▶ **WHAT THE EXERCISE ASKS**
Rename "windshield" to "windscreen" in the lines of the material below starting at the line containing "Locate the truck" and ending at the end of the material, keeping everything else the same. Give back only those lines, without the pictures.

────────

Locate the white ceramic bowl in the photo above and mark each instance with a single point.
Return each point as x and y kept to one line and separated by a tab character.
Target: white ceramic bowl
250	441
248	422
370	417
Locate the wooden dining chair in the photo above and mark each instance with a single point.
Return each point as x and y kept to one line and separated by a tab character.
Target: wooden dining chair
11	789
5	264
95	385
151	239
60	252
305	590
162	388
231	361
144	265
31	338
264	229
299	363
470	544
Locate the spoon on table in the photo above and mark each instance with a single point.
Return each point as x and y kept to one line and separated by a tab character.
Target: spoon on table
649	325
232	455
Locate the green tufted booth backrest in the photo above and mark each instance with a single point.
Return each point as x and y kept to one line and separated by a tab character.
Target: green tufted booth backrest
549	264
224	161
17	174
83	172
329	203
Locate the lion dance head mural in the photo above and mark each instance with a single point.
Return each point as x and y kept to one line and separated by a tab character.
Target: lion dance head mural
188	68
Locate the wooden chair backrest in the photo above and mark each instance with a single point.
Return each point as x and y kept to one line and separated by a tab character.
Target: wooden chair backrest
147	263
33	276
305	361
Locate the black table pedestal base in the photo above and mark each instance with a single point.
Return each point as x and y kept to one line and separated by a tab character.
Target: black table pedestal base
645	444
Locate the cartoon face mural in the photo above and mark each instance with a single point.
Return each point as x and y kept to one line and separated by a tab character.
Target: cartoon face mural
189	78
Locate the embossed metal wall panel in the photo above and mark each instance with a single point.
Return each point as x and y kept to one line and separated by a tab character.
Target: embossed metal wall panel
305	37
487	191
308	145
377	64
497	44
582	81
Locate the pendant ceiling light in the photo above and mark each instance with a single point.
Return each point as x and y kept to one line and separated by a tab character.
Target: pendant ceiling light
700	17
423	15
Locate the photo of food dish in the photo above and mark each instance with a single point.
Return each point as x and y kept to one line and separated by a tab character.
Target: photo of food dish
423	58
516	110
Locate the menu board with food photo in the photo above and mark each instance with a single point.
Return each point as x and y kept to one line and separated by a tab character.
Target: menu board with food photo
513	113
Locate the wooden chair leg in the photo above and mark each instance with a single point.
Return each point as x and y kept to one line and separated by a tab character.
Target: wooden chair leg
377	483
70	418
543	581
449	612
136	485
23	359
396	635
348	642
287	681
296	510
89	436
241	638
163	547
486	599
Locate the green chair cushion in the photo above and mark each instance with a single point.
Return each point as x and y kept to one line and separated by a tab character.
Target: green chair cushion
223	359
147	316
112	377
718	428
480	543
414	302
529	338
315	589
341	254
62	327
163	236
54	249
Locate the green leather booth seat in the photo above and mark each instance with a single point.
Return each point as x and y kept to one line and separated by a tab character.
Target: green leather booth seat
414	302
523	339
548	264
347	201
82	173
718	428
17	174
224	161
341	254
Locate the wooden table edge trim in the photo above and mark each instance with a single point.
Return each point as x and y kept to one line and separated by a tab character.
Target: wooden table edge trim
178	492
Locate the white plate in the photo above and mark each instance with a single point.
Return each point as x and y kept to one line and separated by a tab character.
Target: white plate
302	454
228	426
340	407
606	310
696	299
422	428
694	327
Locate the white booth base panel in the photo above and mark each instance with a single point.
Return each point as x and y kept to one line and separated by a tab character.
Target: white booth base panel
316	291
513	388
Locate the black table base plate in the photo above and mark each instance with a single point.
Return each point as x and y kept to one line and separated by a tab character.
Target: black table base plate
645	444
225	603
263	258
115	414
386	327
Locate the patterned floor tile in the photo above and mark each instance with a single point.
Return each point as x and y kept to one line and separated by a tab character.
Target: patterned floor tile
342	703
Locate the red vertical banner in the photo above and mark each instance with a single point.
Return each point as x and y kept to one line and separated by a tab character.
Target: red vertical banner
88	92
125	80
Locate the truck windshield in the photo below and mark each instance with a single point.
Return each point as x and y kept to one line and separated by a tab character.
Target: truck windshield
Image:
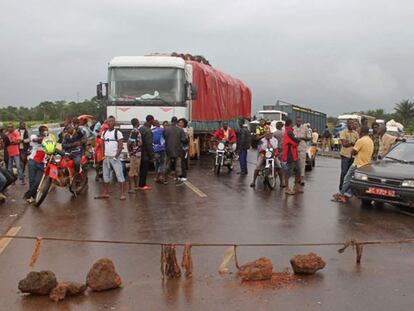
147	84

────────

▶ **SOLUTION TO THE PROBLEM**
Locate the truck windscreen in the photo below and mark each instance with a single point.
Return each point as x and y kept to one line and separated by a tab character.
Target: truck windscreen
Image:
147	84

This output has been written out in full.